◆ **TASK DIRECTIONS**:
Your answer should be the lines below from the one with "Place a dot on every instance of the fried" to the one with "Place a dot on every instance of the black", both included, given again exactly and with nothing added.

◆ **DATA TO USE**:
━━━
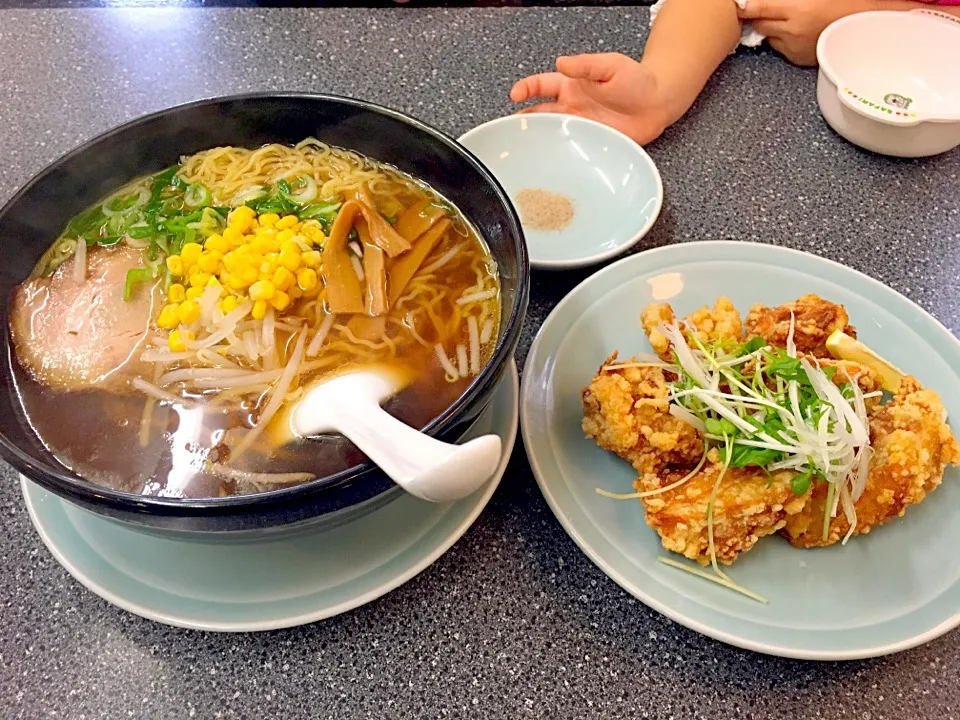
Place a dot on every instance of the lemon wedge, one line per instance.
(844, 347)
━━━
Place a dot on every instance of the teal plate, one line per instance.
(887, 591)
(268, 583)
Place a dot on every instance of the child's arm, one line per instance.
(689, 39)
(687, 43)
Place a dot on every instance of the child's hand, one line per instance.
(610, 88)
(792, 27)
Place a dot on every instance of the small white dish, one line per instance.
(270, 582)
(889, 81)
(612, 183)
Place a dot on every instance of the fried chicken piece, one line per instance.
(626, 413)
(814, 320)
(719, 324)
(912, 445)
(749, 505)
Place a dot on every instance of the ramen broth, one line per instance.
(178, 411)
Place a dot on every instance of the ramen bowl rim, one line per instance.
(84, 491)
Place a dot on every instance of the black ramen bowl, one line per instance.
━━━
◆ **RESPONSE AREA**:
Place a dot on every instance of the fried chicken piece, one line per instance.
(626, 413)
(814, 320)
(719, 324)
(912, 445)
(749, 505)
Place a dot on every instance of the ramen broth, one line per instance.
(178, 411)
Place a dot on every instance of the ramen bowl rim, one line per instance.
(84, 491)
Place a dot on every instance of the black ramen bowl, one line per instance.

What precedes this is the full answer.